→ **What is expected**:
Format every line of the listing below as a numbered list, omitting blank lines and leaving out the pictures.

→ **Data for this exercise**:
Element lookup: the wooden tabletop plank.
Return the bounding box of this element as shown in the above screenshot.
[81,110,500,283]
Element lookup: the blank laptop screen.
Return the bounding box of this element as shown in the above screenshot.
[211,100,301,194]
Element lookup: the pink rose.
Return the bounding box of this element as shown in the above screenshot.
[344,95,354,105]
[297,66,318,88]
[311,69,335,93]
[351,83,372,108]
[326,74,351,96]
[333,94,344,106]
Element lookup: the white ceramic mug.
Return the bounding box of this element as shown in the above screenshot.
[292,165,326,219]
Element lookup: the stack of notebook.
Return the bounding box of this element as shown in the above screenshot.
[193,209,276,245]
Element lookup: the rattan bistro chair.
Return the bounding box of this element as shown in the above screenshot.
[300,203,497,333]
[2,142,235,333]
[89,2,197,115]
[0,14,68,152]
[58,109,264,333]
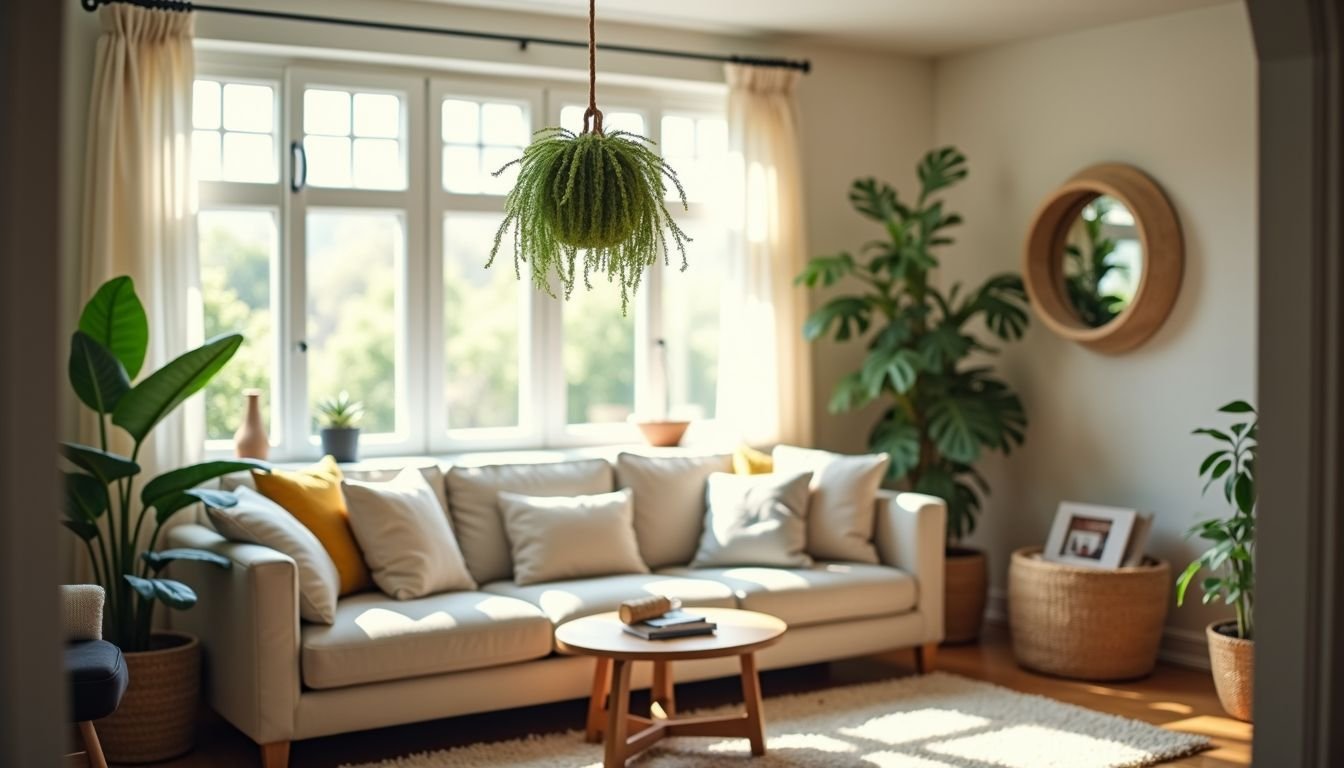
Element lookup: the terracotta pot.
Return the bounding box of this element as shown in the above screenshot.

→ **Solution**:
1. Element lookup: the wooden tabletop plank.
2. Return the bounding box of this element as shown in the above screenshot.
3. [81,110,500,283]
4. Element lookup: the blank laptop screen.
5. Return the bounding box of this element as shown in the above screenshot.
6. [211,100,301,194]
7. Element lookup: the pink rose.
8. Return the bounding box of this element as shown in the above screenshot.
9. [344,95,354,105]
10. [297,66,318,88]
11. [311,69,335,93]
12. [351,83,372,108]
13. [326,74,351,96]
14. [333,94,344,106]
15. Element lookup: the white ceramic mug.
16. Return the bounding box of this element as shown in the above screenshot.
17. [292,165,326,219]
18. Element lookup: the stack of notebook.
19. Return the bounding box of this element as shown in the above screenshot.
20. [193,209,276,245]
21. Element lookup: the rattan bistro chair.
22. Return the bounding box of this element as shown in the above screenshot.
23. [300,203,497,333]
24. [2,142,235,333]
25. [89,2,197,115]
26. [0,14,68,152]
27. [58,109,264,333]
28. Element lookup: the terracotta pot.
29. Return the bounding box of this element as shown in the above screenshot.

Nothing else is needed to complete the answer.